Would you please retype, exactly, the lines of the listing below between the line with "point at the contrail" and the line with "point at the dark cloud", inclusive?

--

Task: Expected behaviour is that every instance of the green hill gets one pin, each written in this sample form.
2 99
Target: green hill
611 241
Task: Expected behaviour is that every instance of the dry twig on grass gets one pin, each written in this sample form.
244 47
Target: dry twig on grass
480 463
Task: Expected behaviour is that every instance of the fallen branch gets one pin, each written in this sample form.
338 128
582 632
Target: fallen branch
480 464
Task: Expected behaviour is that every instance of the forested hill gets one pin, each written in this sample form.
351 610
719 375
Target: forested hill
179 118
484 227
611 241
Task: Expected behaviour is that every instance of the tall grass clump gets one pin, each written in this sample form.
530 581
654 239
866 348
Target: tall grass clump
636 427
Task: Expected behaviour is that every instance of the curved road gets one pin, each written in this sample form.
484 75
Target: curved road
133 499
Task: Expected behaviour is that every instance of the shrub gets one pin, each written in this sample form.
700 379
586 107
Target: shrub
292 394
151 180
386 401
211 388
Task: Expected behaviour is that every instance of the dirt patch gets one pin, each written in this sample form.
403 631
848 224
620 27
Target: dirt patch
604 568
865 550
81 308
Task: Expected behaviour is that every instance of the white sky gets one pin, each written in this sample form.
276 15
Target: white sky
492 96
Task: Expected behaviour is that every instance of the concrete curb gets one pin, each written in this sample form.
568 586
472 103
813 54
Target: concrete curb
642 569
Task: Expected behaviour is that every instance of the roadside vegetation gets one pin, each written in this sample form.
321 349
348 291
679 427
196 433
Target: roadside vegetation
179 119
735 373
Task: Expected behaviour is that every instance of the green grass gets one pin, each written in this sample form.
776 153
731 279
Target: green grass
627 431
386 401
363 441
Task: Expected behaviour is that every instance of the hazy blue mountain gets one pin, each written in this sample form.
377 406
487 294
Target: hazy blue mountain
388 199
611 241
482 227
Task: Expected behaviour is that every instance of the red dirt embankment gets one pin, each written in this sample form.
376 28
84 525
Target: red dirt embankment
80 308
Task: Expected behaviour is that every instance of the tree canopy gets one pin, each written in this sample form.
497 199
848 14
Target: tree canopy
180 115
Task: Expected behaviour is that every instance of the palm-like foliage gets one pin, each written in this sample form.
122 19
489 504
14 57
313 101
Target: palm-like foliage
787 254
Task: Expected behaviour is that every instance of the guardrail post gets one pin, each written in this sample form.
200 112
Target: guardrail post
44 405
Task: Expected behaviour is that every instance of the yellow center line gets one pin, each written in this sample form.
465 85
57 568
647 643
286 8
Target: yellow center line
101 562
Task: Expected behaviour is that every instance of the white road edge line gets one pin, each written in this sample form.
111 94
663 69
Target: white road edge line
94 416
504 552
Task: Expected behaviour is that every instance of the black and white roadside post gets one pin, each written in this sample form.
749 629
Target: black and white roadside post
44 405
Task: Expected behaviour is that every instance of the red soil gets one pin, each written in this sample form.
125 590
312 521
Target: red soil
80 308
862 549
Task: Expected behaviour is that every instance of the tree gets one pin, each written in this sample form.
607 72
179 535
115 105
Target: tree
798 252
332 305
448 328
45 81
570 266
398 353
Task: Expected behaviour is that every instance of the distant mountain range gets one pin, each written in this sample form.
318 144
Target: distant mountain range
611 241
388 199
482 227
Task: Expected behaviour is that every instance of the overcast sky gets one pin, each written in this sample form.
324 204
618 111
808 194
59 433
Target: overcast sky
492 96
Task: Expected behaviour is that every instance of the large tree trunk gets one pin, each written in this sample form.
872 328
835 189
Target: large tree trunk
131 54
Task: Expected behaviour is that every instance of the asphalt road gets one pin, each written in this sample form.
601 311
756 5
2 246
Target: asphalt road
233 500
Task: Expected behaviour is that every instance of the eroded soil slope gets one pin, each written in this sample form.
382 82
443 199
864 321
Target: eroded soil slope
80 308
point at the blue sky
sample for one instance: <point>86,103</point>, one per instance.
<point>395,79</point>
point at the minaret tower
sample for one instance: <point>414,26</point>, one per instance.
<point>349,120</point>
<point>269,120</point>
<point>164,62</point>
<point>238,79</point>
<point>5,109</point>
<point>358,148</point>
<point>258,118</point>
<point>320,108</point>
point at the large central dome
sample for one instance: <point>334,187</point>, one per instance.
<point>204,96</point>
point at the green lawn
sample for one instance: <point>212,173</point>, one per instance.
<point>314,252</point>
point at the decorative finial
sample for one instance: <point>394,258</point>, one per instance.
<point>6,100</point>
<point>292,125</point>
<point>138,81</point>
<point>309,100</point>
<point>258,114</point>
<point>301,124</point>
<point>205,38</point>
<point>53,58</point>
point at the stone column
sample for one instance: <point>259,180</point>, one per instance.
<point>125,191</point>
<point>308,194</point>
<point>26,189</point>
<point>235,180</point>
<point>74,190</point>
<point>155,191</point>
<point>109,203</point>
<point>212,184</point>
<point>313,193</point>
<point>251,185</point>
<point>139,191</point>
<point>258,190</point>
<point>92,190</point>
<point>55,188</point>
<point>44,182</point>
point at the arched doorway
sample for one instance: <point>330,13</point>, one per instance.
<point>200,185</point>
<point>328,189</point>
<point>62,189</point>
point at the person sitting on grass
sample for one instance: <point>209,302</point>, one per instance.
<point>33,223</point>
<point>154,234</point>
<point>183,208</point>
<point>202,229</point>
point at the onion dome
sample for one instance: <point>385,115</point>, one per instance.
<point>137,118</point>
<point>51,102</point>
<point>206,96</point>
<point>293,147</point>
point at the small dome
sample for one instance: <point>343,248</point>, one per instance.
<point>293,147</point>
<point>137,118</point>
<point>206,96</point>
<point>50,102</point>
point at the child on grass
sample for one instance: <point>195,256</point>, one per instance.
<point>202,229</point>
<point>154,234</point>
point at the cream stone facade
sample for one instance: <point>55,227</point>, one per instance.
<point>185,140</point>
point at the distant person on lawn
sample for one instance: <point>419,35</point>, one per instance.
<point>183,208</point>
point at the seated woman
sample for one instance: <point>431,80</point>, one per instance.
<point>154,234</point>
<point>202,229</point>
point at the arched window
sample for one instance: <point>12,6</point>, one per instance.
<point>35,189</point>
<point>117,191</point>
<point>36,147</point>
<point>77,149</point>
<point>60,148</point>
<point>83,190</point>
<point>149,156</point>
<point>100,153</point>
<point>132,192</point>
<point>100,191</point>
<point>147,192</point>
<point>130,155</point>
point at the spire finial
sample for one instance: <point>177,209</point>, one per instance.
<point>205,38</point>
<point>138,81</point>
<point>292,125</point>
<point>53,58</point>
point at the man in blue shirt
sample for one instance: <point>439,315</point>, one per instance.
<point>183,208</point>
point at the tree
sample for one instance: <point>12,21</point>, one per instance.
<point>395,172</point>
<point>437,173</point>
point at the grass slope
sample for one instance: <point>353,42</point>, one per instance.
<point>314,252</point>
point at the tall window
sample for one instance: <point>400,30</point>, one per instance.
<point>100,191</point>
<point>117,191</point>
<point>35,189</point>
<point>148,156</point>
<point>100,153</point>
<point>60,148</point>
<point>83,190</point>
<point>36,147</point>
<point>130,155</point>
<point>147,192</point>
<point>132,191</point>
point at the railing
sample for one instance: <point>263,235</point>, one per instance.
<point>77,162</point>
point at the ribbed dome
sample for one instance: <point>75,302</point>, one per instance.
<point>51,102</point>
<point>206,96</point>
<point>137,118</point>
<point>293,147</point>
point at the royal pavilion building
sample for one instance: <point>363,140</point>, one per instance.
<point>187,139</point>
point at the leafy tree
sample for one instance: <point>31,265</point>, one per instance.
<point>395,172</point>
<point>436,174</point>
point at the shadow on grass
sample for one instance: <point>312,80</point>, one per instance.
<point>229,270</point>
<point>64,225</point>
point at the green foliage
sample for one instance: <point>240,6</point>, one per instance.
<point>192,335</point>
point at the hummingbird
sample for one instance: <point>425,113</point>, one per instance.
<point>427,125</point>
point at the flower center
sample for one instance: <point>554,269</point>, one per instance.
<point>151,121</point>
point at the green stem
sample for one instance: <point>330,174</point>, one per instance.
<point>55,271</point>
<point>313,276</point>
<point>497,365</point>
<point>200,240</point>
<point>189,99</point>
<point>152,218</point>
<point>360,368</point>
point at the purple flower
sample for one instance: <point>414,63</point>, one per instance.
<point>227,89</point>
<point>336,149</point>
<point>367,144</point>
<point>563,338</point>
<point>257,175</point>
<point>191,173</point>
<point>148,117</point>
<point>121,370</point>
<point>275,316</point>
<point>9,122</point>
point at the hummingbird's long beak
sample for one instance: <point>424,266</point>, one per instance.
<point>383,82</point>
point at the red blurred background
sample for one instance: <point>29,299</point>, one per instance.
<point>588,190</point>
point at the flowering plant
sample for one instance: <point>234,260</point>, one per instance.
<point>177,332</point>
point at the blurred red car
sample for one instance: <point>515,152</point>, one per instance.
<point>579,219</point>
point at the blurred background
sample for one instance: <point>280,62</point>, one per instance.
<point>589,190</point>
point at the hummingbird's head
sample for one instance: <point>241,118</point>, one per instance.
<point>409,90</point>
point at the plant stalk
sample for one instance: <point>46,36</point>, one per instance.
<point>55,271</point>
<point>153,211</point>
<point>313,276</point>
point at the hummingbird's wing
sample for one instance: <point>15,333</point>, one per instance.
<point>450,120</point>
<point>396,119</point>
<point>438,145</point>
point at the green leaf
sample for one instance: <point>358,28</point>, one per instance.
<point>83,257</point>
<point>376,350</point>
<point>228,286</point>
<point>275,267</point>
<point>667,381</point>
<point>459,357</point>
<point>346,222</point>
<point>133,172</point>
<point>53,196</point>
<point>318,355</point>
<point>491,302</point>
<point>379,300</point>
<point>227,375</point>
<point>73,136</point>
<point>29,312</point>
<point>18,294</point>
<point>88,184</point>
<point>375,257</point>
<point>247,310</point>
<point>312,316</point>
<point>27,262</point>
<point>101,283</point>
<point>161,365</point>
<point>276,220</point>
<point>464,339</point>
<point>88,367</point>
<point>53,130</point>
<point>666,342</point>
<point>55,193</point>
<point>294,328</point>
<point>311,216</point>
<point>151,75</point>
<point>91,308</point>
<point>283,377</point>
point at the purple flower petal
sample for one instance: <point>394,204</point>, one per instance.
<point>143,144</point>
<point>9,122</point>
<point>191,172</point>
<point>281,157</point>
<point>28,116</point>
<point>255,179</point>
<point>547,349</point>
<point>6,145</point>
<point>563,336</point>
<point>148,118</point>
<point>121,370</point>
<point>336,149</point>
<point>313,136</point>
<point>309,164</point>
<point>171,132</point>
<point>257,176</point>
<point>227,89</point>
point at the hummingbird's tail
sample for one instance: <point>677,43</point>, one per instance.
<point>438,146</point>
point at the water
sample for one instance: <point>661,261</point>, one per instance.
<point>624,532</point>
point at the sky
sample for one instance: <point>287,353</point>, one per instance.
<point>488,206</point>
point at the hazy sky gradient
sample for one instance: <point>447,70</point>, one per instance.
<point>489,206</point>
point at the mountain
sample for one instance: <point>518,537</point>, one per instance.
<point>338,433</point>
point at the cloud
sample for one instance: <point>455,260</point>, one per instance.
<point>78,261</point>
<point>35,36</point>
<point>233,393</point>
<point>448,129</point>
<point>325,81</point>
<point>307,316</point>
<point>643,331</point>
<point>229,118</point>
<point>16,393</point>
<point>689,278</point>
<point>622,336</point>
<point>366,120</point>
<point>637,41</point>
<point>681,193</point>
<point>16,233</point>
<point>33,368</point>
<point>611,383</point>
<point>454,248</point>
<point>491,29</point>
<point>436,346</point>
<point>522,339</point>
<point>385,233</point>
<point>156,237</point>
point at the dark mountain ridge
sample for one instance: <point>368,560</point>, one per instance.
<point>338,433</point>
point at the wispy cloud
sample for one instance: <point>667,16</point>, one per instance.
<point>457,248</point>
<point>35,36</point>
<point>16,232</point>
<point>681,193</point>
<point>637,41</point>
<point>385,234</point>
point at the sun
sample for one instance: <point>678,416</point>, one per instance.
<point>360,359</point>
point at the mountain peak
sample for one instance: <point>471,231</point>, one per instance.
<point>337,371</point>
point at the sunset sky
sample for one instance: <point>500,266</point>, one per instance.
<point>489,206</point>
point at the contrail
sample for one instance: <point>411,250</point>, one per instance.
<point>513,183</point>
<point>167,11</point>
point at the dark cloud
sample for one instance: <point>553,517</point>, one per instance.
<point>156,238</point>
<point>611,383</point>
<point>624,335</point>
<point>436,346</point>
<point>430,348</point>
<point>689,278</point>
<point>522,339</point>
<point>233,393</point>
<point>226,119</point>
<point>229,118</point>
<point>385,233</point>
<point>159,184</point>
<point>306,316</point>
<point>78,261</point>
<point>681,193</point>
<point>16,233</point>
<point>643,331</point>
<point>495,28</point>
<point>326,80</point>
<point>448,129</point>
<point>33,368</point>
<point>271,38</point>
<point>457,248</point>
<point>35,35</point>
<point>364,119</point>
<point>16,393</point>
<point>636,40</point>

--

Response to this task:
point at the contrail
sample for one instance: <point>411,250</point>, one per instance.
<point>513,183</point>
<point>167,11</point>
point at the dark cloud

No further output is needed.